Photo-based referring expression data
┌──

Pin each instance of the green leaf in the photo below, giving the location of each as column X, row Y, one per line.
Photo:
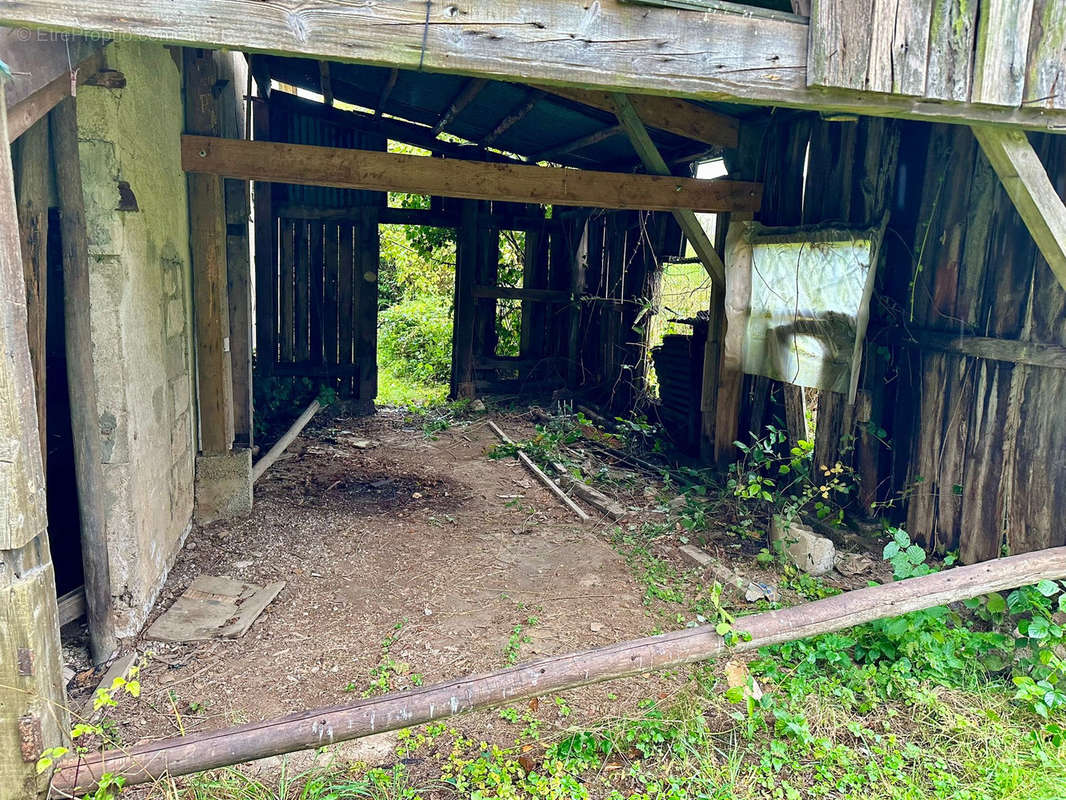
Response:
column 996, row 603
column 1047, row 588
column 1037, row 628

└──

All of the entries above should be copied exactly, with the images left out.

▶ [Result]
Pin each instance of the green leaf in the photo below, giving the location of each as column X, row Y, one per line.
Photo:
Response:
column 996, row 603
column 1047, row 588
column 1037, row 628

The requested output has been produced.